## Start STORED RECORDS

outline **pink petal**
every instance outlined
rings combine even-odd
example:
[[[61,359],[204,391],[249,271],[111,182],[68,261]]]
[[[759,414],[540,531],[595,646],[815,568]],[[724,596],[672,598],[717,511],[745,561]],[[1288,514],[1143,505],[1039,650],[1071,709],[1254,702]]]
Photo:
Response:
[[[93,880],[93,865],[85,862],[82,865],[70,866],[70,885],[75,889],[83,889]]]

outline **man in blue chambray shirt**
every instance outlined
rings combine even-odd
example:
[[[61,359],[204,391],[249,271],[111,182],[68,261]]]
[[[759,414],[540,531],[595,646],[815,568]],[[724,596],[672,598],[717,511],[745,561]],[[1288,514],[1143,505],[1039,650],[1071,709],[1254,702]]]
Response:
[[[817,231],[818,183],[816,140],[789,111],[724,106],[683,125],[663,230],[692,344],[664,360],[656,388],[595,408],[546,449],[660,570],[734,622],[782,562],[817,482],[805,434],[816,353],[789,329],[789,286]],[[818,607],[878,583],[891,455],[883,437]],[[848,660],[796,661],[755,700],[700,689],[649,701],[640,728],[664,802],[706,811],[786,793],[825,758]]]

## End STORED RECORDS

**TASK PROMPT**
Render as a JSON list of strings the lines beginning with the one that contains "outline **man in blue chambray shirt**" and continuing through the final line, one string per line, with blank lines omitted.

**RESPONSE TO THE TASK**
[
  "outline **man in blue chambray shirt**",
  "every instance outlined",
  "rings combine even-odd",
  "example:",
  "[[[61,359],[204,391],[249,271],[111,182],[68,261]]]",
  "[[[759,414],[540,531],[595,646],[815,568]],[[724,596],[672,598],[717,511],[745,561]],[[1288,514],[1143,505],[1039,650],[1071,709],[1254,702]]]",
  "Response:",
  "[[[817,231],[818,183],[816,140],[789,111],[724,106],[683,125],[663,230],[692,344],[664,360],[656,388],[595,408],[546,449],[660,570],[734,622],[782,562],[817,482],[805,434],[816,353],[789,329],[789,286]],[[818,607],[878,583],[891,455],[883,437]],[[848,660],[796,661],[755,700],[700,689],[649,701],[640,728],[664,802],[706,811],[786,793],[825,758]]]"
]